THE EXERCISE
Rewrite every line of the material below as a JSON array of strings, one string per line, with blank lines omitted.

***

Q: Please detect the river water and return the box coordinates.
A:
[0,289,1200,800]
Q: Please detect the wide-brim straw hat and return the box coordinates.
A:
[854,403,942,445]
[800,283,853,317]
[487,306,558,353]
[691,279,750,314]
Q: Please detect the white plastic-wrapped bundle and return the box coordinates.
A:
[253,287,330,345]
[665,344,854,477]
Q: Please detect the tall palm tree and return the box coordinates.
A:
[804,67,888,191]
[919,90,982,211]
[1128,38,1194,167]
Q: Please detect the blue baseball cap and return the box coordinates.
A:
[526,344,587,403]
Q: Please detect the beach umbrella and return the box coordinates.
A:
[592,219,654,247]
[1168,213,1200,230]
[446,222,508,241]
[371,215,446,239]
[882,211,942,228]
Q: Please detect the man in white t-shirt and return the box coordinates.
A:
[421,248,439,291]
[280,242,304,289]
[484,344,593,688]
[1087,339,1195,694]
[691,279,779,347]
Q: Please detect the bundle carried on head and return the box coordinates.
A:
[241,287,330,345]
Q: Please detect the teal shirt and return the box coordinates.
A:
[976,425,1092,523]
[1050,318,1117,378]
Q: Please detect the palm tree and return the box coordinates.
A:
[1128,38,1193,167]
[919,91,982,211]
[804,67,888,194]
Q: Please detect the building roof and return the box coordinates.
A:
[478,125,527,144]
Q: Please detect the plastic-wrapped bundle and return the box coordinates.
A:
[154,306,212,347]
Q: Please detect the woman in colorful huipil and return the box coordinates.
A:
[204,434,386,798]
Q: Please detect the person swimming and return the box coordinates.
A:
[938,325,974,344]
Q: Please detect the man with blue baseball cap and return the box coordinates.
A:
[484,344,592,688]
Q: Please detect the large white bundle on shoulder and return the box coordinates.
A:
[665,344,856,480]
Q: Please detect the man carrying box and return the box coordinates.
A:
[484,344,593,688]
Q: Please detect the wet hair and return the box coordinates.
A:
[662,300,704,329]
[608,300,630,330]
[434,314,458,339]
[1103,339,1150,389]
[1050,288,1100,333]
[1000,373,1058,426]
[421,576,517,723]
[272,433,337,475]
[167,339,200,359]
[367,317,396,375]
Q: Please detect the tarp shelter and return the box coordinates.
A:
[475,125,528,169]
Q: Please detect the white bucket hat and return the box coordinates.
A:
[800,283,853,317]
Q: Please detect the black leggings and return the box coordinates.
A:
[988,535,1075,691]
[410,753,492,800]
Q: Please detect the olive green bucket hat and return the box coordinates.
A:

***

EXERCISE OUTPUT
[
  "Q: Please detect the river water and return the box coordinates.",
  "A:",
  "[0,289,1200,800]",
  "Q: Please detect the wide-brim straw hat and return the box coordinates.",
  "A:",
  "[854,403,942,445]",
  "[800,283,853,317]",
  "[487,306,558,353]",
  "[691,279,750,314]",
  "Q: Please detect the white plastic-wrapped bundle and return the box coordinates.",
  "A:",
  "[253,287,330,345]",
  "[665,344,854,477]",
  "Q: Please detect the tall palm tree and return the box coordinates.",
  "A:",
  "[804,67,888,191]",
  "[919,90,982,211]",
  "[1128,38,1194,167]",
  "Q: Please detect the blue baseball cap and return the box coordinates.",
  "A:",
  "[526,344,587,403]",
  "Q: Please detect the beach umbrella and return the box coordinates.",
  "A:",
  "[592,219,654,247]",
  "[1168,213,1200,230]",
  "[446,222,508,241]",
  "[371,215,446,239]",
  "[882,211,942,228]",
  "Q: Please detect the man in white t-shirt and return the box coordinates.",
  "A:",
  "[421,248,439,291]",
  "[280,242,304,289]",
  "[484,344,593,688]",
  "[1087,339,1195,694]",
  "[691,279,779,347]",
  "Q: Please detect the bundle carried on head and return the box coordinates.",
  "A:",
  "[241,287,330,345]",
  "Q: Please detect the teal shirt and return the box coordinates.",
  "A:",
  "[976,425,1092,523]",
  "[1050,318,1117,378]",
  "Q: Please detect the palm tree and return the box coordinates.",
  "A:",
  "[1128,38,1193,167]",
  "[919,91,982,211]",
  "[804,67,888,194]",
  "Q: Please detect the building roof and return the box coordinates.",
  "A:",
  "[478,125,527,144]",
  "Q: Please detect the plastic-wrapped bundle and return the box coordinates.",
  "A:",
  "[154,306,212,347]",
  "Q: Please detect the woman in colorful huipil and return the box coordinates.",
  "A:",
  "[204,434,386,798]",
  "Q: Please detect the person swimming and return the box coordinates.",
  "A:",
  "[938,325,974,344]",
  "Q: Please detect the man with blue baseball cap and return the box coordinates.",
  "A:",
  "[484,344,592,688]",
  "Q: Please detect the large white bundle on shoulder and return the box coordinates.",
  "A:",
  "[665,344,856,480]",
  "Q: Please detect the man carrying box and return the box coordinates.",
  "A:",
  "[484,344,593,688]",
  "Q: Please detect the wet hair and return the box coordinates.",
  "A:",
  "[662,300,704,329]",
  "[608,300,630,330]",
  "[434,314,458,339]",
  "[1103,339,1150,389]",
  "[1050,288,1100,333]",
  "[1000,373,1058,426]",
  "[421,576,517,723]",
  "[272,433,337,475]",
  "[167,339,200,359]",
  "[367,317,396,375]",
  "Q: Please detect the tarp shelter and return the box coordinates.",
  "A:",
  "[475,125,528,169]",
  "Q: Please detect the white bucket hat and return the box coordinates.",
  "A:",
  "[800,283,853,317]",
  "Q: Please detect the black leggings and return the box coordinates.",
  "A:",
  "[988,535,1075,691]",
  "[410,753,492,800]",
  "Q: Please detect the olive green bucket hat and return the box coordinates.",
  "A:"
]